▶ [Your goal]: Using the records that follow, copy every line containing the word "below".

——————————

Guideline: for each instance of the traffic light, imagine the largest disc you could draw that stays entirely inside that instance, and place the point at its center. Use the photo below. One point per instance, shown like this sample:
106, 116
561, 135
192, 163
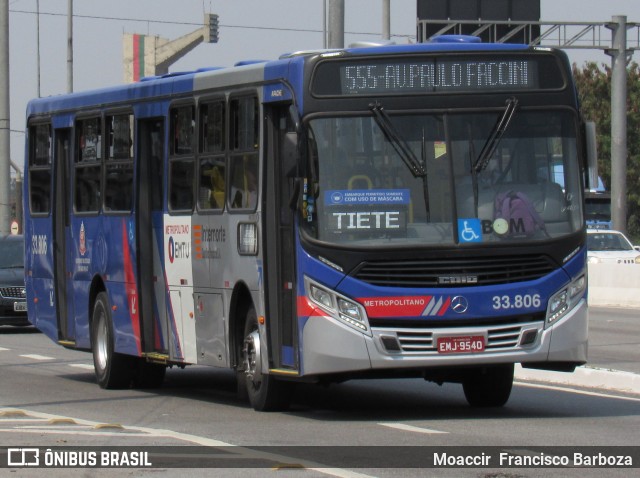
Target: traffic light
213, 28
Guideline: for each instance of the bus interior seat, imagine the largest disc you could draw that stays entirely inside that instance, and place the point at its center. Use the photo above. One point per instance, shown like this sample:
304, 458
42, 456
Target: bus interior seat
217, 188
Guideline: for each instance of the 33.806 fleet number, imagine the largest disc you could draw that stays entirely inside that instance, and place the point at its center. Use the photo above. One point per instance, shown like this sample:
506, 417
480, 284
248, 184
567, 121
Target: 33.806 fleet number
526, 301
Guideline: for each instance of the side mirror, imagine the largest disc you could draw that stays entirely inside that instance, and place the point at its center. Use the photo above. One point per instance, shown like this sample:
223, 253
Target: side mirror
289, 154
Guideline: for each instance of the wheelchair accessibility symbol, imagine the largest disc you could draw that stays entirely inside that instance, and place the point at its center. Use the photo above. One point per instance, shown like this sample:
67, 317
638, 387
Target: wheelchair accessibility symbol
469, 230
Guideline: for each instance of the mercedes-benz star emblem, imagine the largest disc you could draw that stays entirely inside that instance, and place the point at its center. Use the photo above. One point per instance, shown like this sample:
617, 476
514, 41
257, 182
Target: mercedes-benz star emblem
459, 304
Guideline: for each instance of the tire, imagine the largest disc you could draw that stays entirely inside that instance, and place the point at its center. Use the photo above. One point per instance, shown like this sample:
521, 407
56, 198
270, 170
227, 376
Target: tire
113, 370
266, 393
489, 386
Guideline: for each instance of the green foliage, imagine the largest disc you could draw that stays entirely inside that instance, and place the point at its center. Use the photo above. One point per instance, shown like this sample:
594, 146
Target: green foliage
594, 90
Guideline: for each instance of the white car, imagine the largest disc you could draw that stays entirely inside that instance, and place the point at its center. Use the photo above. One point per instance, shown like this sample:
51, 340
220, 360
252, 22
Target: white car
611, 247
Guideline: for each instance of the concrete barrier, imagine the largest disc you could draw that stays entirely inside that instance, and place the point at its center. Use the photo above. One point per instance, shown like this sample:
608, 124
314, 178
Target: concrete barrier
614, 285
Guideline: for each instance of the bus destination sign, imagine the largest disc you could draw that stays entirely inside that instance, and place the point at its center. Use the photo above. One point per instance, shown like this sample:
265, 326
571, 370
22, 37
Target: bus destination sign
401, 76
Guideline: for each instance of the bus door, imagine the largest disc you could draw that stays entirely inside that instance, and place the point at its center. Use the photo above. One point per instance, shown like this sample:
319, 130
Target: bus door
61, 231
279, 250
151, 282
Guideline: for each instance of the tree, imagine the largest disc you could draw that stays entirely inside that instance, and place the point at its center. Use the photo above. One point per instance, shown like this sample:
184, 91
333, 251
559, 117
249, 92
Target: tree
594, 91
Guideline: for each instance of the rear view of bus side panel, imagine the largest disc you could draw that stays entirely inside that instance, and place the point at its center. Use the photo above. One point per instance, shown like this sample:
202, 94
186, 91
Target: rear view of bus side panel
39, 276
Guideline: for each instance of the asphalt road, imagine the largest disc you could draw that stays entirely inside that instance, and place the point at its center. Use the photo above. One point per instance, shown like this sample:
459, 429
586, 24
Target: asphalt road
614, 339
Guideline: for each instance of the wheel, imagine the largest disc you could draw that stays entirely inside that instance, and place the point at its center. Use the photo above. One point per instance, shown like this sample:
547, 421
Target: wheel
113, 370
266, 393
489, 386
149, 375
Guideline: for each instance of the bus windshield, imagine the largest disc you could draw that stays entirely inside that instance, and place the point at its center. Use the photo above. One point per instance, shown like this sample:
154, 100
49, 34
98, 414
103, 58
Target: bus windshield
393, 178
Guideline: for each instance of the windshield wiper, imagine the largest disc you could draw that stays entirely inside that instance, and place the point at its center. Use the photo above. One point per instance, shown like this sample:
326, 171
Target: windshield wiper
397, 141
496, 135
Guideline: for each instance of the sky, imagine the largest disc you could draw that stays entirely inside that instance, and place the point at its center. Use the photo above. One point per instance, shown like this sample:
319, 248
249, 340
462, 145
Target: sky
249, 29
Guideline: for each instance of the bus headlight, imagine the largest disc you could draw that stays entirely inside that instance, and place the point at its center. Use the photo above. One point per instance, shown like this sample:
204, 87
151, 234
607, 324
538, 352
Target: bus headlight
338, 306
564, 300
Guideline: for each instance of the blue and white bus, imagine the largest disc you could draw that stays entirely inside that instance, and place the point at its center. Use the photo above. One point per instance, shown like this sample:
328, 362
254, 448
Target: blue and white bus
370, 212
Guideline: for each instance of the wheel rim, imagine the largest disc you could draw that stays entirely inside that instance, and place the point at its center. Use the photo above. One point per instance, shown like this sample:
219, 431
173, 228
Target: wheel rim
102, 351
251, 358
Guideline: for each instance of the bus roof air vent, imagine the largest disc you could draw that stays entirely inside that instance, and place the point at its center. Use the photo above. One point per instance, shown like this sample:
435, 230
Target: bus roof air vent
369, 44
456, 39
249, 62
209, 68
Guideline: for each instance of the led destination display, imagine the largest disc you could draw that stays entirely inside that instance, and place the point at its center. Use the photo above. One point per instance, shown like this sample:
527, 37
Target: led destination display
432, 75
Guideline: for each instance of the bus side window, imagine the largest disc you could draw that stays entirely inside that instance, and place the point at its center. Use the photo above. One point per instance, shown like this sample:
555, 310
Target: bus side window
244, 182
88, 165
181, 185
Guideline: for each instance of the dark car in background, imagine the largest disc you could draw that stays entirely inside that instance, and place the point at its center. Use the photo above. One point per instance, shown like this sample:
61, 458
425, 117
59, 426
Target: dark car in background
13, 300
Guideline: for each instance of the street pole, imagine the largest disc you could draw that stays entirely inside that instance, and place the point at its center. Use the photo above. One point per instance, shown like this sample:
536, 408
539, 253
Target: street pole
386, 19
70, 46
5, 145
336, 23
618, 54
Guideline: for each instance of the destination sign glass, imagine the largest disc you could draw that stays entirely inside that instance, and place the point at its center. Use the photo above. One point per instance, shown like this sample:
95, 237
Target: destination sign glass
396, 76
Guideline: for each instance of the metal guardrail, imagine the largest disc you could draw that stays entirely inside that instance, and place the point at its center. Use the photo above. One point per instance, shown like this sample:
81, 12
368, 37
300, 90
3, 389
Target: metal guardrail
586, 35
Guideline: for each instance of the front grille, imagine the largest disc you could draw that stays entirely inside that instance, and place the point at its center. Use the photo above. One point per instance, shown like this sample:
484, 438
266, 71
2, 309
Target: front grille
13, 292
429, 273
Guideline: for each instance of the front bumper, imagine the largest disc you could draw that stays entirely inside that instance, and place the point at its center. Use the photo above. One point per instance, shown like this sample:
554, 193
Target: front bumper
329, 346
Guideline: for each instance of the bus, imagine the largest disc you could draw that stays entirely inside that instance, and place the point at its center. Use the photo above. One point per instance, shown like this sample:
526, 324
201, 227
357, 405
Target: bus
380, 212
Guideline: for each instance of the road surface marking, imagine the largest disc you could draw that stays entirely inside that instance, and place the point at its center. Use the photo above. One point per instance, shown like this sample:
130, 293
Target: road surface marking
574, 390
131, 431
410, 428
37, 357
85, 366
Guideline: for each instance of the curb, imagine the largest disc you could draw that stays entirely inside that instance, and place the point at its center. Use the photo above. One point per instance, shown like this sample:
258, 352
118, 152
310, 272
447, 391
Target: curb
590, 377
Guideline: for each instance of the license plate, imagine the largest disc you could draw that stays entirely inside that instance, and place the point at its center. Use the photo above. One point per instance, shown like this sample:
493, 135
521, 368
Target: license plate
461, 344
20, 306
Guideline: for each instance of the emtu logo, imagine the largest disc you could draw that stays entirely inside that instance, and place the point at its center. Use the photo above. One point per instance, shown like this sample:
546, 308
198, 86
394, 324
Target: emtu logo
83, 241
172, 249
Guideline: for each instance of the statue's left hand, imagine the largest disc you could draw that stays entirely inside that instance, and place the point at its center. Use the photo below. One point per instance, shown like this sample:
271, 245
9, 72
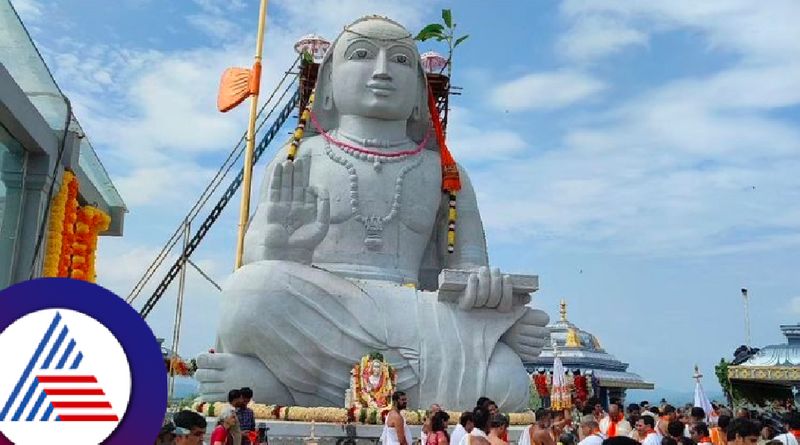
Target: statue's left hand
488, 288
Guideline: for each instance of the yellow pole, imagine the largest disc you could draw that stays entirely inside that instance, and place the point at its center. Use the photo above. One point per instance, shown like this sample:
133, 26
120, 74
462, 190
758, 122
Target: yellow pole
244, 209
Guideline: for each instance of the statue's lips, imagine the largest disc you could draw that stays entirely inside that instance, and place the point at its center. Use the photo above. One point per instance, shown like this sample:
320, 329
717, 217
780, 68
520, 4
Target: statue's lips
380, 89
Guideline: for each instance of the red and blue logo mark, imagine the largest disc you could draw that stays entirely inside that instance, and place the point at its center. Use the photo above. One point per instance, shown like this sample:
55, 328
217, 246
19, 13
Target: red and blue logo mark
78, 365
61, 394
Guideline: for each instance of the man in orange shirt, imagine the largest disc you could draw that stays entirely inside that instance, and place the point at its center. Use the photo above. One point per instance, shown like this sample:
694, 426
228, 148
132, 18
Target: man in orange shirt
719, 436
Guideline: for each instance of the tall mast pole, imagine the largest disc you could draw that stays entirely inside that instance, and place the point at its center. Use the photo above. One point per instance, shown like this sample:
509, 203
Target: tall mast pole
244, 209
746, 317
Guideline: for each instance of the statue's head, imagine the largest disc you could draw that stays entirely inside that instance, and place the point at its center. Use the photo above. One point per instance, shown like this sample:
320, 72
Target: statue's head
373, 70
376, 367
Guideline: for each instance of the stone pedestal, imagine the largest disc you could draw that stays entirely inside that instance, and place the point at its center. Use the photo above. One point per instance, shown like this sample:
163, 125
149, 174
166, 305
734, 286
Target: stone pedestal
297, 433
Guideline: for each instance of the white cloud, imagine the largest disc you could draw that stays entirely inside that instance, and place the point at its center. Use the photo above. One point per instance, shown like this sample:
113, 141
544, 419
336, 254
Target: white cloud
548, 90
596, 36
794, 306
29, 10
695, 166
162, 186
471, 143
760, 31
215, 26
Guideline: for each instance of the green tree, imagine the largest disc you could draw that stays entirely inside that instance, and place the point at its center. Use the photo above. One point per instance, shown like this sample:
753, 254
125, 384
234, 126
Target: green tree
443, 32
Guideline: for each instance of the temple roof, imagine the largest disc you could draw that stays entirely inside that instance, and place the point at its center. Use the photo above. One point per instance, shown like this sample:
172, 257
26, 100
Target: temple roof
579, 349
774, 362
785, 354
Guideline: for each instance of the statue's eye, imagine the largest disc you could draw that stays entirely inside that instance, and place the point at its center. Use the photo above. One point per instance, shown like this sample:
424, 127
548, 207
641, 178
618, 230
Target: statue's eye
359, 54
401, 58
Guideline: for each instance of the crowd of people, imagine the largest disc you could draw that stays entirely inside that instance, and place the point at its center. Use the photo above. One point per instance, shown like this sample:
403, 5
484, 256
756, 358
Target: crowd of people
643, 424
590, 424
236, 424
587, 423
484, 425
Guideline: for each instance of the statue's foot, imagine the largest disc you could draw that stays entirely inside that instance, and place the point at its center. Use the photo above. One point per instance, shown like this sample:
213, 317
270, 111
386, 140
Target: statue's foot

——————————

▶ [Solution to the problem]:
Guideline: for each instance of the traffic light, imagine the largest disc you could draw that stays entirely inside that instance, and place the point at its center. Use the photo below. One point per instance, shown like this sample:
Guideline: for each instance of the statue's left hand, imagine the largest disc you could draw that stays entirely inside that instance, and place the point at its center. Use the photo below. One point per instance, shown like this sample:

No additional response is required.